## SOAL TERTULIS 1
Dalam teks tentang situasi hak asasi manusia di Papua, di distrik manakah 20 orang, termasuk perempuan dan anak-anak, ditangkap bulan ini?
## SOAL TERTULIS 2
Teruskan teks tentang situasi hak asasi manusia di Papua, dimulai setelah kalimat terakhirnya.

Pada Juni dan Juli 2014, penangkapan massal terjadi di Boven Digoel, Wamena dan Timika. Pola atas penangkapan massal berlanjut bulan ini terhadap 20 orang termasuk perempuan dan anak-anak, di Distrik Nimbokrang dengan alasan dugaan kaitan dengan Tentara Papua Nasional/Organisasi Papua Merdeka (TPN/OPM). Mereka ditahan tanpa surat perintah penangkapan dan dipukul pada saat penangkapan. Pengacara HAM terus dihalangi dalam upaya untuk mendapatkan akses kepada tahanan dalam kasus ini.

Situasi kemanusiaan di Kabupaten Lanny Jaya menjadi perhatian khusus terkait pembakaran honai oleh aparat militer dan kepolisian Indonesia. Informasi yang diterima dari Jaringan Advokasi Penegakan Hukum dan HAM (JAPHAM) Pegunungan Tengah Papua dan Pesekutuan Gereja-Gereja Baptis Papua, antara lain menggambarkan serangan pembalasan terhadap warga sipil di Pirime di Lanny Jaya. Beberapa orang yang belum dapat dikonfirmasi jumlahnya masih menjadi pengungsi dan tidak dapat pulang ke kampung mereka karena aktivitas militer yang mengacaukan wilayah Pirime.

## CUPLIKAN DATA
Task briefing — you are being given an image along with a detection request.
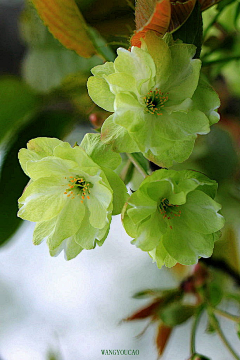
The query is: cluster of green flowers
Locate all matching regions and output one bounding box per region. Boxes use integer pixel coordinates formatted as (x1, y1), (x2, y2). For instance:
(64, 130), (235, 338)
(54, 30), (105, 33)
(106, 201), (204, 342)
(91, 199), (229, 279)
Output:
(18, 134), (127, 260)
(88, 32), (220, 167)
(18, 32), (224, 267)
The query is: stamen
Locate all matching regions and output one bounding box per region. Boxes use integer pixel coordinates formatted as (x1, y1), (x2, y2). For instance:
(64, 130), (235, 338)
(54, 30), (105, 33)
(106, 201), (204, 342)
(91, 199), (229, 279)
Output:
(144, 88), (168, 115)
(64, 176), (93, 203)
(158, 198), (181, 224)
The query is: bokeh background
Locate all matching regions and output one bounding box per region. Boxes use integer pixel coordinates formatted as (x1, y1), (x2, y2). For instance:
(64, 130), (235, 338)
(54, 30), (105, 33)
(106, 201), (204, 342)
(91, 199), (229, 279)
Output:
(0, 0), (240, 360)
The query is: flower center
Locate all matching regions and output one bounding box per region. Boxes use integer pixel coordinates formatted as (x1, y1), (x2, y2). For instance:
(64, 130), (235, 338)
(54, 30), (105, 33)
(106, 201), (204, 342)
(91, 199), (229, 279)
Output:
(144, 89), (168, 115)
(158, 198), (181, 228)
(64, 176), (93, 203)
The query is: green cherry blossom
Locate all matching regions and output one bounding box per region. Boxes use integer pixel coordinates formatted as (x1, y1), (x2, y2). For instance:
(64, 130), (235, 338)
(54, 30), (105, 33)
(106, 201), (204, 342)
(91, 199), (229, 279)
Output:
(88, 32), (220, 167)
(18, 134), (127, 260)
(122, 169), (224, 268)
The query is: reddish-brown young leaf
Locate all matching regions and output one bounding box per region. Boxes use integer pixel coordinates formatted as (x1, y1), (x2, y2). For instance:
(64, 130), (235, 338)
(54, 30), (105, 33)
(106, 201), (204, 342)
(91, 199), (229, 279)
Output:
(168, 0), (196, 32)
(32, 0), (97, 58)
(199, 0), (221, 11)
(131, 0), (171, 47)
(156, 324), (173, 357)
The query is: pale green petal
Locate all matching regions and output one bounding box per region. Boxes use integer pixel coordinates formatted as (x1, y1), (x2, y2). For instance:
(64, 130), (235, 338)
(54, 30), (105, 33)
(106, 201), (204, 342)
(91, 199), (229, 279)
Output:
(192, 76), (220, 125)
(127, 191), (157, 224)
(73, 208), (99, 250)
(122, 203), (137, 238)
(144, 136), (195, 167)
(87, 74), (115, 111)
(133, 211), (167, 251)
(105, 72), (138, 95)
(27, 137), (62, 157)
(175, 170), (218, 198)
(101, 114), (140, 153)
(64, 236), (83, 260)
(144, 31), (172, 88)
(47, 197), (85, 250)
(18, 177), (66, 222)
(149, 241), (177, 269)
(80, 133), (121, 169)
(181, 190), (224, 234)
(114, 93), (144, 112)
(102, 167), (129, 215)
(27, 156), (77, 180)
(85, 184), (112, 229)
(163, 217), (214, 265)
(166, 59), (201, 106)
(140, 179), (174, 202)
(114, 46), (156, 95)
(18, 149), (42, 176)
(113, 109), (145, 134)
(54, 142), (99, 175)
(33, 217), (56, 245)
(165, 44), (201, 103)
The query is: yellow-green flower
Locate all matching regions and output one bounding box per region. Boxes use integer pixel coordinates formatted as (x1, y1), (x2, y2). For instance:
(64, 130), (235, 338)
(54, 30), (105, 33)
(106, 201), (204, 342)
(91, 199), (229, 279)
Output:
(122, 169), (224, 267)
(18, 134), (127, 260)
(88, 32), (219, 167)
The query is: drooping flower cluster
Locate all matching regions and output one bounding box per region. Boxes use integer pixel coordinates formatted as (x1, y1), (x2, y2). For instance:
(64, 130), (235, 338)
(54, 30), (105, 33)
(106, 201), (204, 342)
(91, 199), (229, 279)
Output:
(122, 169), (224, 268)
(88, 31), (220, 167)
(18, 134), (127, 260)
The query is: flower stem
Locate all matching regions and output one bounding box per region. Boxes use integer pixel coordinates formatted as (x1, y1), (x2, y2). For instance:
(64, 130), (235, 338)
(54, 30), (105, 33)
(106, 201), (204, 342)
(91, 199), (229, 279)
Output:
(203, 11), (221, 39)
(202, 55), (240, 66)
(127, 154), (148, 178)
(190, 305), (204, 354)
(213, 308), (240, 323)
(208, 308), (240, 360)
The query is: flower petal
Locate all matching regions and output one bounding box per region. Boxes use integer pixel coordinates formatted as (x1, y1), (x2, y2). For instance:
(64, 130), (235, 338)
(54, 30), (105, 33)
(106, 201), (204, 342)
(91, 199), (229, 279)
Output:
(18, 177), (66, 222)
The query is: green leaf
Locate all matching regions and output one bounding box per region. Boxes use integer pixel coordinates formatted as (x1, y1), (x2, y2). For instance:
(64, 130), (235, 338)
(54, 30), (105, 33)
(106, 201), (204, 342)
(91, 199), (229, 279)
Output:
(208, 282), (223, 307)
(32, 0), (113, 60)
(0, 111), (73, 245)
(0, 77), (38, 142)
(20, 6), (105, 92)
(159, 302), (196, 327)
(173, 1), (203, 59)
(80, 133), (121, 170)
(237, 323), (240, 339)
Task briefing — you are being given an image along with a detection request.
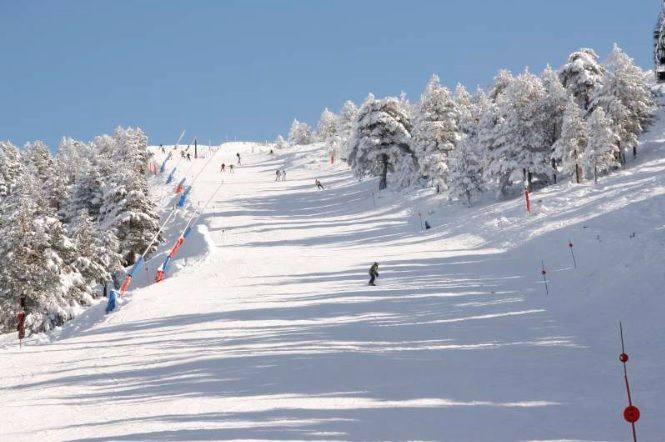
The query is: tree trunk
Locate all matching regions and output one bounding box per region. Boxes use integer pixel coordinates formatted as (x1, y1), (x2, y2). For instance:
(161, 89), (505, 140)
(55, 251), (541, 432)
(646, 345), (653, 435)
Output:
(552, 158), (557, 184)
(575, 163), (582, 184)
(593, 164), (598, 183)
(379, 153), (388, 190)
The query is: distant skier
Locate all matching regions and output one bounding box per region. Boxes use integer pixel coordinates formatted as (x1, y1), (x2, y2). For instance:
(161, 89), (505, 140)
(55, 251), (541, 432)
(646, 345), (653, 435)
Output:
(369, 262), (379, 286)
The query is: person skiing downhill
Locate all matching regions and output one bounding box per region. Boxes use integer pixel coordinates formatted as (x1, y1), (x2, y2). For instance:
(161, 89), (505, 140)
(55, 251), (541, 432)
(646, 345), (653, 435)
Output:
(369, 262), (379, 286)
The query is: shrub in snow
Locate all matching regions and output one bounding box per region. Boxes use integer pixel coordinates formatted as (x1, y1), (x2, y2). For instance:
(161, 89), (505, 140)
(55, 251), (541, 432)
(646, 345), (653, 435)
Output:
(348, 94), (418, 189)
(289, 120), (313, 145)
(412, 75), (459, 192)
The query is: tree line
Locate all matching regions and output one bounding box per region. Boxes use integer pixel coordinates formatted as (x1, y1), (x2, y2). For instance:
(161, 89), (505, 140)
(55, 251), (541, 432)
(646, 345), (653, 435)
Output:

## KELUARAN YANG DIHARAPKAN 1
Di Distrik Nimbokrang.

## KELUARAN YANG DIHARAPKAN 2
Penangkapan

Lima warga Papua dan dua wartawan asing ditangkap di Wamena

Pada 6 Agustus, lima warga Papua – Areki Wanimbo, Deni Douw, Enius Wanimbo, Jornus Wenda dan Ahky Logo – dan dua wartawan Perancis; Thomas Charles Dandois dan Valentine Bourrat, ditangkap oleh anggota Polres Jayawijaya. Areki Wanimbo, Dandois dan Bourrat masih ditahan sementara yang lainnya telah dibebaskan tanpa tuduhan.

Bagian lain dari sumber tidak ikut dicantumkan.